### Task item
Only the lines from the top of the data through the one with "Target: castle turret" are to be written out, each exactly as it stands.

Natural-language object grounding data:
---*---

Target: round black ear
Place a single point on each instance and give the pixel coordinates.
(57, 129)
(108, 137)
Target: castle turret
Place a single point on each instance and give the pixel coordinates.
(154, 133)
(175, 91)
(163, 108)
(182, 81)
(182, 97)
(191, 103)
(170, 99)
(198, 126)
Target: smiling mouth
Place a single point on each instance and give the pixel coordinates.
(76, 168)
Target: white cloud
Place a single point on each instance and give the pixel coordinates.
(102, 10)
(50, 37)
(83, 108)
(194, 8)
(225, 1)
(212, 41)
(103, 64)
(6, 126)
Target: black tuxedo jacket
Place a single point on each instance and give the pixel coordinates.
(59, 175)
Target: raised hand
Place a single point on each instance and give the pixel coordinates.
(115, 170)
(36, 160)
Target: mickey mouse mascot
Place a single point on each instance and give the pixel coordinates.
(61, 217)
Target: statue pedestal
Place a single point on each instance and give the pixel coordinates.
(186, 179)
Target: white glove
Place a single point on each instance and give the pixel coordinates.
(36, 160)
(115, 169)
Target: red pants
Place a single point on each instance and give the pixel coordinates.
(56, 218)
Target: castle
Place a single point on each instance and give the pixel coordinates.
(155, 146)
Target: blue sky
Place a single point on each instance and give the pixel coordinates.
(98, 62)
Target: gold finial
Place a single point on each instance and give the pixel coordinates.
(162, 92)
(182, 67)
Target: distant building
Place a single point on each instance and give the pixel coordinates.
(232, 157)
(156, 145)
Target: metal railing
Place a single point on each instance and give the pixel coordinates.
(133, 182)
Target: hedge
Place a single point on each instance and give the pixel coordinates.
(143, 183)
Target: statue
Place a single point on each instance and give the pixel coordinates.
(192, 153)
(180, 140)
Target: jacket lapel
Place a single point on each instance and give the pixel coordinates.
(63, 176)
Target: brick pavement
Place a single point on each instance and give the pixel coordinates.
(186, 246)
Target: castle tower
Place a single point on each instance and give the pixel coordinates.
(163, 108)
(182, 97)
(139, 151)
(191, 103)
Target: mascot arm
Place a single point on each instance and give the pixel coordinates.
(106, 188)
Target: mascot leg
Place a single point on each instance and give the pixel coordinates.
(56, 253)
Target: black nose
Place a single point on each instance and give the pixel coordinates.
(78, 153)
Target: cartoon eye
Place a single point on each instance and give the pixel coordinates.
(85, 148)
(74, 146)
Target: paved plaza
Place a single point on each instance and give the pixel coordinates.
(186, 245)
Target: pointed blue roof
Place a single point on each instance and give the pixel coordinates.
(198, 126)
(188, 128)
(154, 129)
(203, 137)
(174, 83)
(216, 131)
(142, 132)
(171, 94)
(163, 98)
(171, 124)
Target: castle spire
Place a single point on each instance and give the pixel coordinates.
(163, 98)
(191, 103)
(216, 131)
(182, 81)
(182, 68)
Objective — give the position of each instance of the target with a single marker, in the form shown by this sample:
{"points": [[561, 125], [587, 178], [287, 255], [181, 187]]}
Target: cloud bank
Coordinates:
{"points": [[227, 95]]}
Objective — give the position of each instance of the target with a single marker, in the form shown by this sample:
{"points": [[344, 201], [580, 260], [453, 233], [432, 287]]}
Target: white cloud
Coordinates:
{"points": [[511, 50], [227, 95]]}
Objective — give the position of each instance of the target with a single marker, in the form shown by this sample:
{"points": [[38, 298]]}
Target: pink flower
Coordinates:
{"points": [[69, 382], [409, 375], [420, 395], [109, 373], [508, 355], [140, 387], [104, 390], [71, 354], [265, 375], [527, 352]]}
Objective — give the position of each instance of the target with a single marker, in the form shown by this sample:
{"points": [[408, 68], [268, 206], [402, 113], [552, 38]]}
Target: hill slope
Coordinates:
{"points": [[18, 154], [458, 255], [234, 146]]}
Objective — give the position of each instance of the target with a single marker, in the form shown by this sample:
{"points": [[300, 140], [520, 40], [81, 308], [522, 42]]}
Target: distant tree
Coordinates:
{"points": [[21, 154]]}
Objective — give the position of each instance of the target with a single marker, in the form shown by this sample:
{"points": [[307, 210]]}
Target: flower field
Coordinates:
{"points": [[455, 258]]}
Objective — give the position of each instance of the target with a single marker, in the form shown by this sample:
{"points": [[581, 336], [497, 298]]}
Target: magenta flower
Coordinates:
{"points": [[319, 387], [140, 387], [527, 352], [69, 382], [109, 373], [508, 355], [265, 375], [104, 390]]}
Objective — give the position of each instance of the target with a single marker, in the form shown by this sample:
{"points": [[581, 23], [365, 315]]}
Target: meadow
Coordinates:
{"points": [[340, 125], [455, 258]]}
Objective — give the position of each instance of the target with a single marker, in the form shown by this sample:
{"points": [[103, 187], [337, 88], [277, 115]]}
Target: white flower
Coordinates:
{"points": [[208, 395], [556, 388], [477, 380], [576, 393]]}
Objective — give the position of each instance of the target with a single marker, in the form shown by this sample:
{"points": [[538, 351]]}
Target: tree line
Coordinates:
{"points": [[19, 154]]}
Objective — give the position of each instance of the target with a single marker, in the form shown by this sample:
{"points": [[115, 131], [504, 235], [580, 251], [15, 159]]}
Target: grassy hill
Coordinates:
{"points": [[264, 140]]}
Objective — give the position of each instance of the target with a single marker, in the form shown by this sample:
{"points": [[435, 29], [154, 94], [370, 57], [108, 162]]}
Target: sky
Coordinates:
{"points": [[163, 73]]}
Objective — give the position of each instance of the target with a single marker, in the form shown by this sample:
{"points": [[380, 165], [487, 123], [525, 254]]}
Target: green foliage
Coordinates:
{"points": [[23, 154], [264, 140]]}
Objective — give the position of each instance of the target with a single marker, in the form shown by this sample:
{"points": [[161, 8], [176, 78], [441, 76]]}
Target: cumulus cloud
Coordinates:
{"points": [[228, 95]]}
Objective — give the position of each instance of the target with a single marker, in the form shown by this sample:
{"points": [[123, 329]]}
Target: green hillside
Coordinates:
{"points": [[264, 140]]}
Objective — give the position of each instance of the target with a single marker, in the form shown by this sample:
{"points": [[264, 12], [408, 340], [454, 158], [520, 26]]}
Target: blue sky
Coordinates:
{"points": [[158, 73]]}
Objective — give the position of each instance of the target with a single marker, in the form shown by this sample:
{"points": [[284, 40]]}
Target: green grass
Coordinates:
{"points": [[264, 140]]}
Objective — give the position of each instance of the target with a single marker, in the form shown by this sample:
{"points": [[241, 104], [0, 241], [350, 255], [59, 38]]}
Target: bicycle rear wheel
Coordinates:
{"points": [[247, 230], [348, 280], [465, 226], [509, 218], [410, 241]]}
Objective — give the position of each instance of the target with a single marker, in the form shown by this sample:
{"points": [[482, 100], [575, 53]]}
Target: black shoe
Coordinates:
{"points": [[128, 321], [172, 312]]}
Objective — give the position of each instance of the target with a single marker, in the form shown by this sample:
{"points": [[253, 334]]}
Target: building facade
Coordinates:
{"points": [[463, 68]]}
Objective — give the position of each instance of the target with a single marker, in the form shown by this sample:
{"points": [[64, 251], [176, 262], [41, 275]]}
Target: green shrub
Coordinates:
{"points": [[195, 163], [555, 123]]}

---*---

### Output of the exercise
Target: round black ear
Place a single point on each instance and give the pixel coordinates.
(57, 129)
(108, 137)
Target: castle turret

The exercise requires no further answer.